Texto para leitura:
Canudos -O Fim do Treme-terra Por:Raul Meneleu Mascarenhas

Moreira Cesar

Uma onda de temor varreu o sertão. Lá vinha ele: o Anticristo, o Corta-Cabeças. o Treme-Terra. Muito tempo depois da guerra, ele ainda serviria de inspiração para os cantadores. Como nesta quadra, recolhida por José Calazans: 

Moreira César foi ao céu 
Com Tamarindo ao seu lado 
Sdo Pedro falou assim: 
A que cara de malvado! 

Antônio Moreira César era o seu nome,  coronel a sua patente. O oficial talvez mais celebrado do Exército, a quem se atribuía bravura sem igual. Era considerado o herdeiro do marechal Floriano Peixoto, falecido havia dois anos, ídolo dos militares e patrono-mor dos "jacobinos", como eram chamados os defensores mais intransigentes do regime republicano. 

Euclides da Cunha o descreve: "O aspecto reduzia-lhe a fama. De figura diminuta — um tórax desfibrado sobre pernas arcadas em parênteses —, era organicamente inapto para a carreira que abraçara. (...) Apertado na farda, que raro deixava o dólmã feito para ombros de adolescente frágil agravava-lhe a postura. A fisionomia inexpressiva e mórbida completava-lhe o porte desgracioso e exíguo". E no entanto, quanto respeito — e quanto medo — impunha à sua volta. Consideravam-no um herói por sua atuação na repressão aos dois movimentos que haviam desafiado o regime florianista — a Revolta da Armada, no Rio de Janeiro, e a Revolução Federalista, no Sul.

Instrução escrita 1: Informe quantas linhas dos registros contêm a palavra "orange", levando em conta a diferença entre maiúsculas e minúsculas. Responda apenas com o número.

Trechos dos registros:
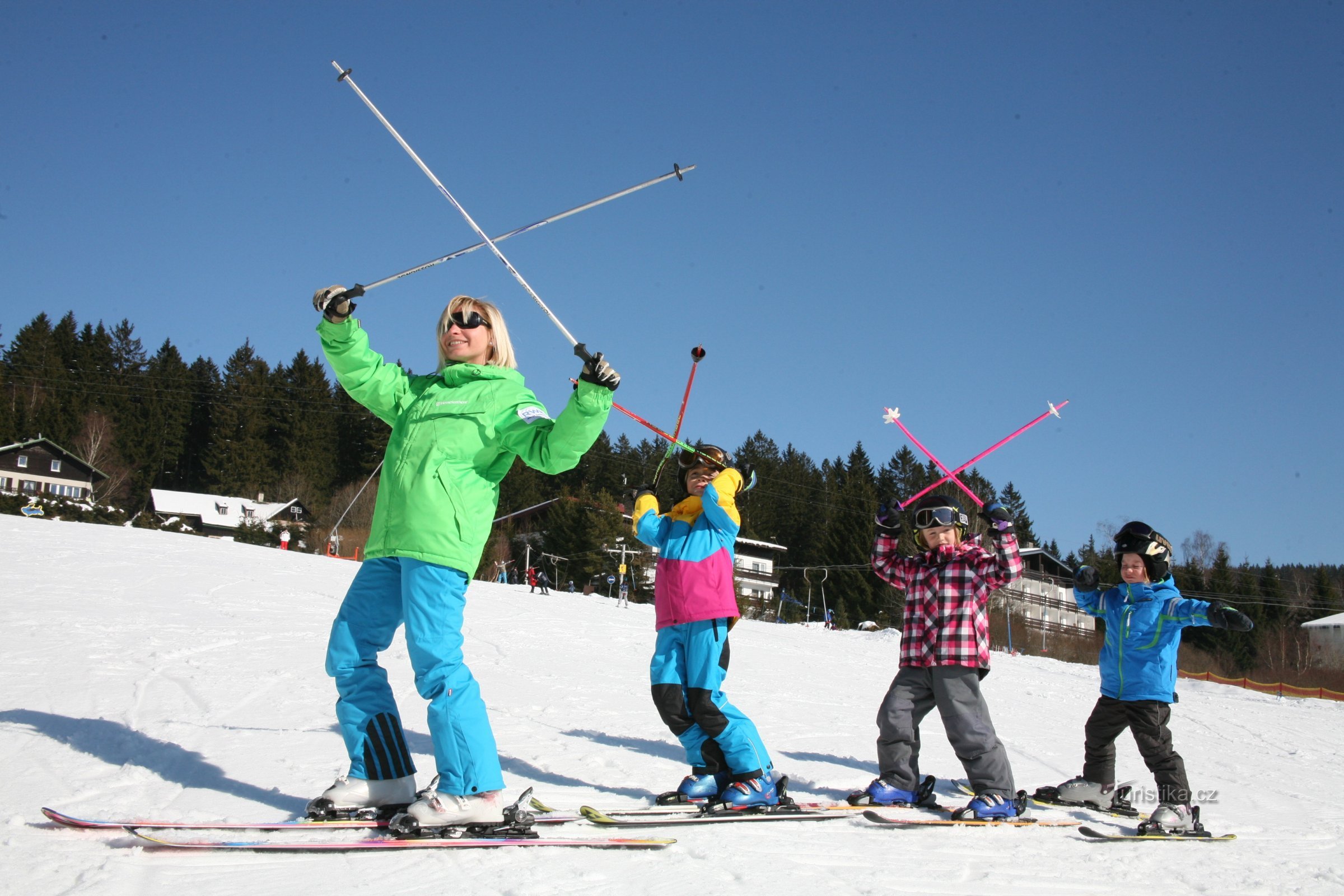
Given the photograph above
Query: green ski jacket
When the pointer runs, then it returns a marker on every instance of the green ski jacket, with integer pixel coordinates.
(455, 436)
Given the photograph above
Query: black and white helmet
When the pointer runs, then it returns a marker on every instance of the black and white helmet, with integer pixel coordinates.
(1150, 544)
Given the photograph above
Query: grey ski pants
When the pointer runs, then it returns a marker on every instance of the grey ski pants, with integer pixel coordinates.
(965, 718)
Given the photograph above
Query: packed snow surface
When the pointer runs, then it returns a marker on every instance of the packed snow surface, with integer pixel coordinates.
(176, 678)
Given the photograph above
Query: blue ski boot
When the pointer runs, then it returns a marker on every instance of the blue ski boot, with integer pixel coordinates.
(697, 787)
(882, 793)
(993, 808)
(754, 792)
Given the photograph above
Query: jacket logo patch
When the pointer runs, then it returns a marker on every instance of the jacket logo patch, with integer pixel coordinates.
(531, 414)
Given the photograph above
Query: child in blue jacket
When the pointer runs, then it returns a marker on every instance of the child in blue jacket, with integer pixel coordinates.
(1144, 618)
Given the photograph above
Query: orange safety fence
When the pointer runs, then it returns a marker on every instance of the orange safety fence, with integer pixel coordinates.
(1278, 687)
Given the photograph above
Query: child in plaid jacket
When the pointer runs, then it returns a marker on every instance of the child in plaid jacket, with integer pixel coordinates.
(944, 654)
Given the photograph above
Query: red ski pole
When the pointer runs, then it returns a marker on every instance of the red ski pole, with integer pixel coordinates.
(1054, 410)
(697, 355)
(893, 416)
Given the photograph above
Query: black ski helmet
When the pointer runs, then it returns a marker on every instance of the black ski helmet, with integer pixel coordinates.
(703, 454)
(1150, 544)
(933, 503)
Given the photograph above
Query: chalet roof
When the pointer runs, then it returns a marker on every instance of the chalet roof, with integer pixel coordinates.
(216, 510)
(761, 544)
(1326, 621)
(64, 453)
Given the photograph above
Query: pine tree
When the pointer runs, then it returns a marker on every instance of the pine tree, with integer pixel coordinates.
(206, 395)
(306, 437)
(1015, 504)
(169, 386)
(850, 538)
(240, 460)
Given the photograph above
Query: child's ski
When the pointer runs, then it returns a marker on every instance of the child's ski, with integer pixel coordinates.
(1092, 833)
(713, 819)
(1050, 797)
(300, 824)
(1007, 823)
(69, 821)
(391, 843)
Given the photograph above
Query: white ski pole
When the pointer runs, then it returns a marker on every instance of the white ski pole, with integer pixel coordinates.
(578, 347)
(360, 289)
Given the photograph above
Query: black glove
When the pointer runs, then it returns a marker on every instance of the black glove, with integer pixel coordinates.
(599, 372)
(334, 301)
(1086, 580)
(998, 516)
(1225, 617)
(889, 517)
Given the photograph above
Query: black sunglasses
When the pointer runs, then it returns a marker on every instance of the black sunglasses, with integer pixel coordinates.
(468, 321)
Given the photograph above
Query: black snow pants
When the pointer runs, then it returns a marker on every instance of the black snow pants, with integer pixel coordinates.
(1148, 722)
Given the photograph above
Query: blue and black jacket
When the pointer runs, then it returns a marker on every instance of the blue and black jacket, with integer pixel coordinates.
(1143, 637)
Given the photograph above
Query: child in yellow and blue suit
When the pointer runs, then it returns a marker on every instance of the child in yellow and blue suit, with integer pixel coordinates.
(696, 606)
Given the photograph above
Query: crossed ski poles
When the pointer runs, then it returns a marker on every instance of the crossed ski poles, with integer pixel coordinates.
(893, 416)
(697, 356)
(580, 348)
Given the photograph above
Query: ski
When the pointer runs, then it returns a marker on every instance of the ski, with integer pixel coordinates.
(1121, 809)
(706, 819)
(299, 824)
(391, 843)
(88, 824)
(1007, 823)
(1092, 833)
(678, 809)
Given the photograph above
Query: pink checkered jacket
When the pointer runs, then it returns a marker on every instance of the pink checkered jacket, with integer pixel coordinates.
(946, 598)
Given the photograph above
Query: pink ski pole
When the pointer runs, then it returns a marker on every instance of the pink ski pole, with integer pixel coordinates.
(1054, 410)
(893, 416)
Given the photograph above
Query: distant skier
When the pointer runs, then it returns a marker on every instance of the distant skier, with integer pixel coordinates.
(696, 606)
(944, 652)
(455, 435)
(1144, 618)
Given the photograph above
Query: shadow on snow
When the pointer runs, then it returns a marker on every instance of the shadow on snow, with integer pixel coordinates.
(118, 745)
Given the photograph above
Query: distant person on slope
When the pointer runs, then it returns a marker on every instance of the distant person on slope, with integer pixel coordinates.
(944, 654)
(1144, 618)
(696, 606)
(455, 436)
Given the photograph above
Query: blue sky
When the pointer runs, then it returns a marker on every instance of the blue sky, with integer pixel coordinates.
(963, 210)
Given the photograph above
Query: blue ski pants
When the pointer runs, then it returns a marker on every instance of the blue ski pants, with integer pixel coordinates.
(429, 598)
(690, 662)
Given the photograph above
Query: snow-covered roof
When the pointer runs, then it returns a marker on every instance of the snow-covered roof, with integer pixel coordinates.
(1326, 621)
(761, 544)
(216, 510)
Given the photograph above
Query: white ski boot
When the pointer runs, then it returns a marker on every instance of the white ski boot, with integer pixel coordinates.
(361, 799)
(1080, 790)
(1173, 820)
(433, 813)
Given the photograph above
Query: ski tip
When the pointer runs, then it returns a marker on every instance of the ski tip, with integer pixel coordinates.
(597, 816)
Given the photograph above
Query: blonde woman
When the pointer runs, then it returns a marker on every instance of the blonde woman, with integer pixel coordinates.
(455, 436)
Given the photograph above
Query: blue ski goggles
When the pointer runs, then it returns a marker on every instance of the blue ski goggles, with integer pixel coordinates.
(933, 517)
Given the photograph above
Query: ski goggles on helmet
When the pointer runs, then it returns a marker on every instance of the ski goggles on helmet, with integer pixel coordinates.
(933, 517)
(710, 456)
(467, 321)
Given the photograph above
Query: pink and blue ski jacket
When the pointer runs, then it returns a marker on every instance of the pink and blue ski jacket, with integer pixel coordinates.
(696, 553)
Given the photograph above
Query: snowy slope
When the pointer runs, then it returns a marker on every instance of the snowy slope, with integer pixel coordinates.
(182, 678)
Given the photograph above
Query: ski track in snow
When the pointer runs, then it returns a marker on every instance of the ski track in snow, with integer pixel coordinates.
(148, 673)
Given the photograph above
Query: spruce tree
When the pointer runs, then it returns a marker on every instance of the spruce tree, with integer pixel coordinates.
(1015, 504)
(850, 538)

Instrução escrita 2: No texto sobre Moreira César, de quem ele era considerado o herdeiro?

Resolução detalhada 1: 2

Resolução detalhada 2: Do marechal Floriano Peixoto.